# Görev 1
Anayasa Mahkemesi kararına göre şu soruları yanıtlayın:
(a) Başvuru hangi tarihte yapılmıştır?
(b) Başvurucuların vekili kimdir?
(c) Adalet Bakanlığı başvuru hakkında ne bildirmiştir?
# Görev 2
Lütfen Anayasa Mahkemesi kararını son cümleden sonra gelen kısımla sürdürün.

# Metin kesiti
++++++++++
TÜRKİYE CUMHURİYETİ
|
ANAYASA MAHKEMESİ
|
|
|
BİRİNCİ BÖLÜM
|
|
KARAR
|
|
REMZİYE UYAR VE DİĞERLERİ BAŞVURUSU
|
(Başvuru Numarası: 2014/2845)
|
|
Karar Tarihi: 7/6/2017
|
|
BİRİNCİ BÖLÜM
|
|
KARAR
|
|
Başkan
|
:
|
Burhan ÜSTÜN
|
Üyeler
|
:
|
Nuri
NECİPOĞLU
|
|
|
Kadir ÖZKAYA
|
|
|
Rıdvan GÜLEÇ
|
|
|
Yusuf Şevki
HAKYEMEZ
|
Raportör Yrd.
|
:
|
Derya ATAKUL
|
Başvurucular
|
:
|
1. Remziye
UYAR
|
|
|
2. Gül YARAR
|
|
|
3. Murat
MARHAN
|
|
|
4. Kadir
UYAR
|
|
|
5. Mehmet
MENGÜTEKİN
|
|
|
6. Nejla MENGÜTEKİN
|
|
|
7. Nur UYAR
|
|
|
8. Muhammet
Emin MARHAN
|
|
|
9. Hamza
MARHAN
|
Vekili
|
:
|
Av. Temel
ÇOLAK
|
|
|
|
I. BAŞVURUNUN KONUSU
1. Başvuru, murislerin trafik kazasında vefat etmeleri sonucu
ortaya çıkan maddi ve manevi zararın tazmini talebiyle açılan davada yargılamanın
uzun sürmesi nedeniyle makul sürede yargılanma ve mülkiyet haklarının ihlal
edildiği iddialarına ilişkindir.
II. BAŞVURU SÜRECİ
2. Başvuru 28/2/2014 tarihinde yapılmıştır.
3. Başvuru, başvuru formu ve eklerinin idari yönden yapılan ön
incelemesinden sonra Komisyona sunulmuştur.
4. Komisyonca başvurunun kabul edilebilirlik incelemesinin Bölüm
tarafından yapılmasına karar verilmiştir.
5. Bölüm Başkanı tarafından başvurunun kabul edilebilirlik ve
esas incelemesinin birlikte yapılmasına karar verilmiştir.
6. Başvuru belgelerinin bir örneği bilgi için Adalet Bakanlığına
(Bakanlık) gönderilmiştir. Bakanlık, Anayasa Mahkemesinin önceki kararlarına ve
bu kapsamda sunulan görüşlerine atfen başvuru hakkında görüş sunulmayacağını
bildirmiştir.
++++++++++
# Veri kümesi kesiti
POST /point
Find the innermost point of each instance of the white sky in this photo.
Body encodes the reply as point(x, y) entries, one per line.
++++++++++
# Sonuç 1
(a) 28/2/2014
(b) Av. Temel ÇOLAK
(c) Başvuru hakkında görüş sunulmayacağını bildirmiştir.

# Sonuç 2
III. OLAY VE OLGULAR
7. Başvuru formu ve eklerinde ifade edildiği şekliyle ilgili
olaylar özetle şöyledir:
8. Başvurucular, murislerinin trafik kazasında vefat etmeleri
sonucu ortaya çıkan maddi ve manevi zararlarının tazmini talebiyle 5/9/2003
tarihinde dava açmışlardır. Samsun 4. Asliye Hukuk Mahkemesi 12/11/2003 tarihli
kararı ile Mahkemenin yetkisizliğine, talep edildiği takdirde dava dosyasının
yetkili Fatsa Asliye Hukuk Mahkemesine gönderilmesine karar vermiştir.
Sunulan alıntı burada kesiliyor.